- WHAT YOU SHOULD DO
Verbatim transcription with images omitted: return the entries below in full.

═══ DATA TO EXAMINE

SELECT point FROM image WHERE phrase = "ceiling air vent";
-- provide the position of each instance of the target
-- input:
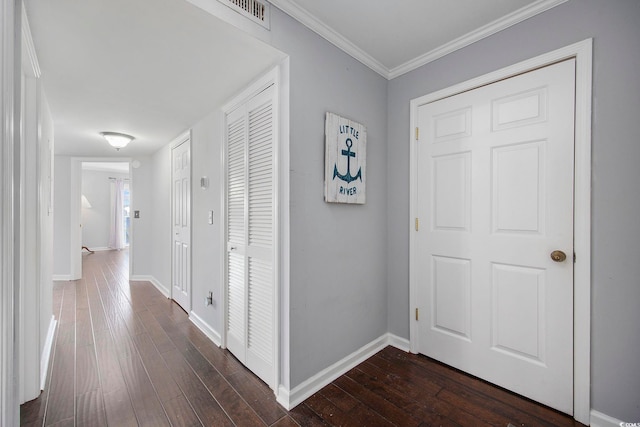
(257, 11)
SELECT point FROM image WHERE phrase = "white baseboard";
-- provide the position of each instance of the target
(598, 419)
(46, 352)
(206, 329)
(291, 398)
(399, 343)
(100, 249)
(155, 282)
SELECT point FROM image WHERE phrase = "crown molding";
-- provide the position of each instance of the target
(314, 24)
(332, 36)
(485, 31)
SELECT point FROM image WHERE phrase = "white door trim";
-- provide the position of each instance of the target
(184, 137)
(582, 52)
(9, 73)
(281, 247)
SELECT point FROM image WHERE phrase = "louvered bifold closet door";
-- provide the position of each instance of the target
(250, 212)
(236, 235)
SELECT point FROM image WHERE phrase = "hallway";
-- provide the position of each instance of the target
(124, 355)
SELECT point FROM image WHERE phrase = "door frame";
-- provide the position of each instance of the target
(75, 212)
(183, 138)
(582, 52)
(280, 245)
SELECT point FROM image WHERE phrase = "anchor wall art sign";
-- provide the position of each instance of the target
(345, 160)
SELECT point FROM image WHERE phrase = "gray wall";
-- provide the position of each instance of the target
(96, 187)
(616, 151)
(338, 289)
(61, 212)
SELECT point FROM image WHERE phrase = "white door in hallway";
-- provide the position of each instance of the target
(495, 209)
(250, 231)
(181, 215)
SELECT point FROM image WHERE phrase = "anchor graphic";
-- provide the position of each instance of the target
(347, 178)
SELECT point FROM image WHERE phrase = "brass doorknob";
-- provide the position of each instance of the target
(558, 256)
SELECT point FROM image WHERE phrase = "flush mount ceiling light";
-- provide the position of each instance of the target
(117, 140)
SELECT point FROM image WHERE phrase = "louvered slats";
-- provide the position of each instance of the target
(250, 224)
(260, 331)
(236, 181)
(235, 297)
(261, 176)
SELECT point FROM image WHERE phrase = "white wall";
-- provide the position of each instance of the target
(61, 213)
(96, 187)
(46, 146)
(142, 231)
(614, 27)
(338, 288)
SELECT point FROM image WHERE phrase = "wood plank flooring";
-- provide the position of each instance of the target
(124, 355)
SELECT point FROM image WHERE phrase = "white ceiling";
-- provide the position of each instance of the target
(393, 37)
(152, 68)
(148, 68)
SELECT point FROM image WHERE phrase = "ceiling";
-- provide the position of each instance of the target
(153, 68)
(148, 68)
(393, 37)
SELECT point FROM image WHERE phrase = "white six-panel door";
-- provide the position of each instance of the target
(494, 201)
(181, 214)
(250, 226)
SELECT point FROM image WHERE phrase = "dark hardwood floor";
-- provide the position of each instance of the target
(125, 355)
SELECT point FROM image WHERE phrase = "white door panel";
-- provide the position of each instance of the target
(181, 201)
(495, 197)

══════

- RESULT
SELECT point FROM image WHERE phrase = "ceiling air vent";
-- provide the position of each instance of the target
-- input:
(257, 11)
SELECT point FROM image WHERE phrase = "white baseboard";
-- provide the position of each instance of the target
(598, 419)
(46, 352)
(206, 329)
(291, 398)
(399, 343)
(100, 249)
(155, 282)
SELECT point FROM image WHERE phrase = "crown molding";
-- provide the position of each instance of the target
(314, 24)
(332, 36)
(485, 31)
SELECT point FROM image WHERE phrase = "white door trim";
-- provide the position of each instance of the target
(184, 137)
(582, 52)
(9, 73)
(281, 247)
SELECT point FROM image WHERE phrase = "louvered bifold closet door";
-- provide the position of each instance of the target
(250, 212)
(236, 235)
SELECT point FROM image WHERE phrase = "hallway";
-- provide the position of each instance of the target
(124, 355)
SELECT point FROM image WHERE phrase = "door frame";
-- provide the position of each instance of the target
(75, 212)
(183, 138)
(582, 52)
(280, 245)
SELECT point FROM image WHERE phrase = "anchor wall art sign";
-- provide the position of each instance of the target
(345, 160)
SELECT point FROM image WHERE phrase = "gray wall";
-- provide the position of each instance of the target
(96, 187)
(616, 151)
(338, 289)
(61, 212)
SELECT point FROM image WHERE phrase = "white door in hallway";
-- provide the position of each instance of the target
(495, 209)
(250, 231)
(181, 215)
SELECT point FROM image WHERE phrase = "anchor graphic";
-- provide the position of each instance of the target
(347, 178)
SELECT point FROM image WHERE phrase = "brass doorknob";
-- provide the position of each instance of the target
(558, 256)
SELECT point FROM image WHERE phrase = "flush mount ceiling light";
-- provide the position of each instance of the target
(117, 140)
SELECT point FROM image WHERE phrase = "louvered slats";
-- provide the position of each instance of the target
(250, 224)
(260, 331)
(236, 181)
(235, 297)
(261, 176)
SELECT point FROM image WHERE phrase = "white wall";
-- provide the position of each instance of the target
(61, 213)
(96, 187)
(46, 146)
(142, 231)
(614, 27)
(338, 288)
SELECT point FROM image WHERE phrase = "wood plank flooring";
-- provide the position of each instance of the target
(124, 355)
SELECT point FROM image WHERE phrase = "white ceiling";
-- provide the position of each instance of the target
(393, 37)
(152, 68)
(148, 68)
SELECT point FROM image WHERE phrase = "ceiling";
-- provide the position of each instance of the target
(153, 68)
(148, 68)
(393, 37)
SELECT point FROM image WHERE phrase = "white six-panel door";
-- provide the position of each instance of the target
(494, 201)
(181, 214)
(250, 226)
SELECT point FROM image WHERE phrase = "dark hardwood floor";
-- provide the position of each instance of the target
(125, 355)
SELECT point FROM image WHERE phrase = "white door panel";
-- provide the position of each instance of the target
(181, 201)
(495, 197)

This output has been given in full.